■ To do
1) Decide whether each statement agrees with the article on Middle East and North Africa lending: (a) borrowers in the region raised $1.97 billion of syndicated loans in January and February; (b) loan borrowing costs for companies and financial institutions in the region have fallen since October; (c) Philip Smith spoke in a telephone interview in Dubai. For each, answer yes or no and quote the deciding words of the article.
2) Carry the article on Middle East and North Africa lending forward from its final sentence.
-- BEGIN Reading text --
Dubai - Middle East and North Africa (Mena) lending fell to the lowest level in eight years as European banks retreat from the region due to the sovereign-debt crisis and as companies pursue record bond sales.
Borrowers based in a region that includes Gulf oil exporters Saudi Arabia and the United Arab Emirates raised $1.97 billion of syndicated loans in January and February, the lowest amount for the same period since 2004 and 40 per cent less than in the first two months of last year.
Europe’s debt woes, which led to last month’s €130bn ($172bn) bailout for Greece, is forcing European lenders to trim more than €775bn from their balance sheets. As a result, loan borrowing costs for companies and financial institutions in the Middle East and North Africa rose to an average 210 basis points more than benchmark rates since October from 196 basis points in the first nine months of 2011, according to data compiled by Bloomberg.
“Many international banks are experiencing their own difficulties, for example capital constraints, and are less inclined to participate in syndications in the region,” Philip Smith, senior director of financial institutions at Fitch Ratings Ltd, said in a telephone interview in London on March 2.
Pricing may also affect syndicated loan volumes as international lenders try to obtain higher spreads, Smith said.
-- END Reading text --
-- BEGIN Provided data --
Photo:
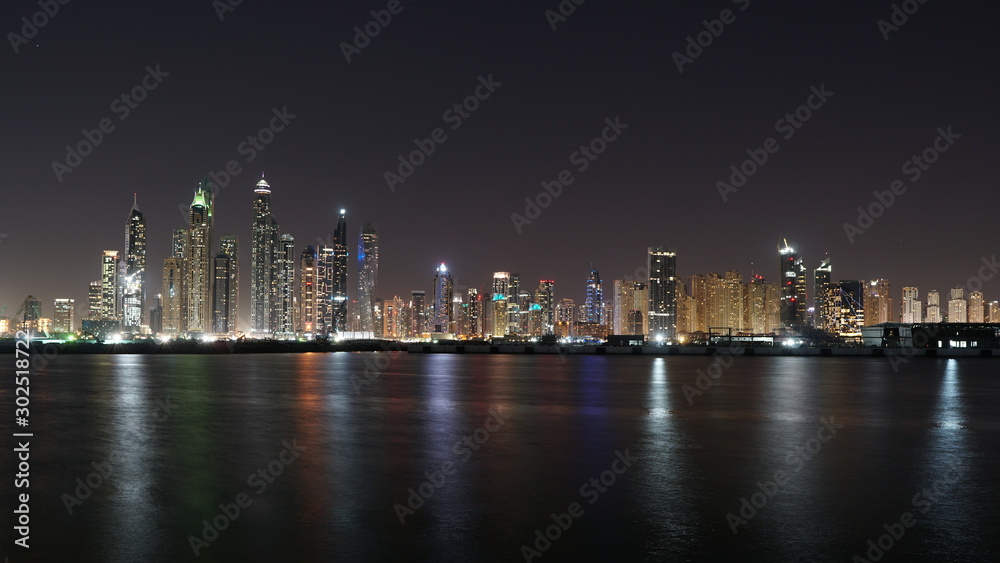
-- END Provided data --
■ Results for each task
1)
(a) Yes: "raised $1.97 billion of syndicated loans in January and February"
(b) No: "rose to an average 210 basis points more than benchmark rates since October from 196 basis points in the first nine months of 2011"
(c) No: "said in a telephone interview in London on March 2"

2)
An increase in risk appetite this year has meant regional companies are able to borrow money more cheaply through bond sales. During the first two months of 2012, companies in the region raised a combined $9.2bn from conventional and Islamic bond sales, the most since Bloomberg began tracking debt sales in the region in 1999. That surge compares with $1.1bn in same two months last year, Bloomberg data show.
Average yields on corporate bonds in the Middle East declined 25 basis points, or 0.25 of a percentage point, so far in 2012 to 4.969 per cent on March 2, according to the HSBC/Nasdaq Dubai Middle East Conventional Corporate US Dollar Bond Index.
“Historically, bond issuance in the region has been quite low but this is changing as the market matures,” Smith said.
Sales of sukuk, which comply with Islam’s ban on paying interest, surged more than eight-fold to $5.9bn in the predominately Muslim Gulf Arab region so far this year.
That includes a $4bn Islamic bond sale by the civil aviation authority of Saudi Arabia, a nation of 28 million people which has committed to investing more than $500bn to develop infrastructure and create jobs for youth.
Companies in the Middle East had long favored bank loans over bonds due to the lack of development of regional debt markets. In 2007, Middle Eastern companies raised a record $109.6bn in syndicated loans, while bonds in the region amounted to $34.3bn, data compiled by Bloomberg show.
That year, all of the top 10 mandated banks for Middle East and North Africa lending were based outside the region, including seven from Europe. European banks have since scaled back their regional business as European Union governments take steps to contain the sovereign-debt crisis, leading to a rise in borrowing costs.
“If the international banks are retreating we can see local banks taking up the balance,” Alexis Postel-Vinay, head of loans syndications, Middle East at BNP Paribas said in an e- mailed response to questions on February 29. Capital ratios of most UAE banks exceed 20 per cent, which are “much higher” than many European and US institutions, he said.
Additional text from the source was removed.